> Required work:
Echo the Revel Films passage word for word, starting at "In subsequent years, Revel" and ending at "a bandit queen.".

Revel Films
- Industry: Film production
- Founded: 2009; 16 years ago

= Revel Films =

Revel Films Pvt. Ltd., established in 2009 by Ashok Pandey and Pragati Pandey, is a film production company that focuses on entertainment. The company's early projects included the short film "An Expression" (2010) and the feature film "Phas Gaye Re Obama" (2010).

In subsequent years, Revel Films produced two additional movies: "Saare Jahaan Se Mehnga" (2013) and "Nakli" (2013).

== Founders==
Ashok Pandey, who has a BE in Electrical and Electronics Engineering from BITS Pilani, and an MS in Computer Science from City College of New York.

Pragati Pandey is a BCom graduate from Kanpur University with continuing education at Pace University, New York. Pragati Pandey is a trained actress, who has been part of and managed several events, shows, films, and plays. She is in the creative wing of the organization.

== Films ==
Phas Gaye Re Obama was Revel Films' first film for Indian cinema, directed by Subhash Kapoor featuring Neha Dhupia, Rajat Kapoor, Sanjay Mishra, Manu Rishi Chadda, and Amole Gupte. The film is a satire on the US inflation and the ambitions of small-town thugs and a bandit queen.

> Entries supplied:
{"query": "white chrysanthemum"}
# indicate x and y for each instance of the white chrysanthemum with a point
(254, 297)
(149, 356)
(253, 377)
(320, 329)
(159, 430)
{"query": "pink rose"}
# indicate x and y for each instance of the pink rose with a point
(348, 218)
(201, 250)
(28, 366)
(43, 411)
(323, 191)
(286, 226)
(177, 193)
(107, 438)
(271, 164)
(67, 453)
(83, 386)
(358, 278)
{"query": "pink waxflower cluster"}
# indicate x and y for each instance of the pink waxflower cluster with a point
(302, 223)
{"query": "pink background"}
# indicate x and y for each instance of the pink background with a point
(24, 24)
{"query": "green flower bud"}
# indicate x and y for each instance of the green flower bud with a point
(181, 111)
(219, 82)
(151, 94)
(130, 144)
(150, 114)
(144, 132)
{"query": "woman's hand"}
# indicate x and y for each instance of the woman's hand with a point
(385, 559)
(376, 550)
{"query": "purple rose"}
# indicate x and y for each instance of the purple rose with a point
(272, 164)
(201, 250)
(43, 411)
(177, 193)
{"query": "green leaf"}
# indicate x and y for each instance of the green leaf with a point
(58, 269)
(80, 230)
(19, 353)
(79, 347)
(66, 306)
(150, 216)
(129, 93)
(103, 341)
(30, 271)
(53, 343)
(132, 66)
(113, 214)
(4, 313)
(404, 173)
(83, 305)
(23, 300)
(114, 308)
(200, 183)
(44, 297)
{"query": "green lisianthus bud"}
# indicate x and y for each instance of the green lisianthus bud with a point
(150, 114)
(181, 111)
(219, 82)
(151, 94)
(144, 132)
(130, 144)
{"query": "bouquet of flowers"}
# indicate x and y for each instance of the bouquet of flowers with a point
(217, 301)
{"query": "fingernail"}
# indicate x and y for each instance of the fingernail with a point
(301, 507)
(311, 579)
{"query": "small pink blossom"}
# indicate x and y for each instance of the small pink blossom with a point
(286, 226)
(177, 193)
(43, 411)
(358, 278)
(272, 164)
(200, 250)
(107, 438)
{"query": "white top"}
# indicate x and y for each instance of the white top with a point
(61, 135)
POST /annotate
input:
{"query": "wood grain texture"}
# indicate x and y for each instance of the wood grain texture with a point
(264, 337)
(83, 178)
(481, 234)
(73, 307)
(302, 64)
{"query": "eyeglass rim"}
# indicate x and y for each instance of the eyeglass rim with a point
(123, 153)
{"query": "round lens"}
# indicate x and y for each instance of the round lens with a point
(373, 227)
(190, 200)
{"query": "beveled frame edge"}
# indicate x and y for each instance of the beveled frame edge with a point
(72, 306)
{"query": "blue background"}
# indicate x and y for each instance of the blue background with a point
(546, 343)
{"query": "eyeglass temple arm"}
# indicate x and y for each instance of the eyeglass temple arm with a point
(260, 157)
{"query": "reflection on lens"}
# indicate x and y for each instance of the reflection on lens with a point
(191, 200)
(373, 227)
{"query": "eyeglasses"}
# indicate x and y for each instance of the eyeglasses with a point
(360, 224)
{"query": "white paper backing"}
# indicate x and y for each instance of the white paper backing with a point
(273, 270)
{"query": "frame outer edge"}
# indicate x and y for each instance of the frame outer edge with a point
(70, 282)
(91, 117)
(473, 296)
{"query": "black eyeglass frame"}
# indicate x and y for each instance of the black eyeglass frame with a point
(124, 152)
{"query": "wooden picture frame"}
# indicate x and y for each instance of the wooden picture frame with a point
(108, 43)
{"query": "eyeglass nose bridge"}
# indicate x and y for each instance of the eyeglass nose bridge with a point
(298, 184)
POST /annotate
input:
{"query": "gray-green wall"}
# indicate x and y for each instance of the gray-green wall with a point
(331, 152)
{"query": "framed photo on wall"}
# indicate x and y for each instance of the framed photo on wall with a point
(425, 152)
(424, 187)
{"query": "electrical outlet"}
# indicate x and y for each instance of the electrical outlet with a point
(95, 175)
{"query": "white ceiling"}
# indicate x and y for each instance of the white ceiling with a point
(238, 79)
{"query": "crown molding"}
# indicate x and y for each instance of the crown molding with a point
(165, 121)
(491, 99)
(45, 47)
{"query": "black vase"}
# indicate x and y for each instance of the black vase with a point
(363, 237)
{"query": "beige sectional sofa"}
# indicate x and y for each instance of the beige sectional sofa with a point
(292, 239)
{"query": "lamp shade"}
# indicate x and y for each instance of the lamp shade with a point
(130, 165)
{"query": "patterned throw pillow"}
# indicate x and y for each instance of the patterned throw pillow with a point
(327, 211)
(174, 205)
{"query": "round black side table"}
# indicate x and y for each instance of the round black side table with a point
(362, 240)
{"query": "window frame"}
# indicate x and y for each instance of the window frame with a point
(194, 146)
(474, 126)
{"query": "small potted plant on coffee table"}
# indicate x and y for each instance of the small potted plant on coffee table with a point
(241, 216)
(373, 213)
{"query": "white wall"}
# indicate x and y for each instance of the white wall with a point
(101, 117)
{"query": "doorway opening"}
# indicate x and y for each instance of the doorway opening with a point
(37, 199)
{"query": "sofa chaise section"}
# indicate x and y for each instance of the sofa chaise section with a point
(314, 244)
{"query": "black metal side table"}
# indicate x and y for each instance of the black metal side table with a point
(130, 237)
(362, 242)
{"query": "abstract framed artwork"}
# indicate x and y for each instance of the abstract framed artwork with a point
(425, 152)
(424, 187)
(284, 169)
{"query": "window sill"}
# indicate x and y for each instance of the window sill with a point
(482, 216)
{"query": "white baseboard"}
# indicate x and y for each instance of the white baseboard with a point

> The output:
In subsequent years, Revel Films produced two additional movies: "Saare Jahaan Se Mehnga" (2013) and "Nakli" (2013).

== Founders==
Ashok Pandey, who has a BE in Electrical and Electronics Engineering from BITS Pilani, and an MS in Computer Science from City College of New York.

Pragati Pandey is a BCom graduate from Kanpur University with continuing education at Pace University, New York. Pragati Pandey is a trained actress, who has been part of and managed several events, shows, films, and plays. She is in the creative wing of the organization.

== Films ==
Phas Gaye Re Obama was Revel Films' first film for Indian cinema, directed by Subhash Kapoor featuring Neha Dhupia, Rajat Kapoor, Sanjay Mishra, Manu Rishi Chadda, and Amole Gupte. The film is a satire on the US inflation and the ambitions of small-town thugs and a bandit queen.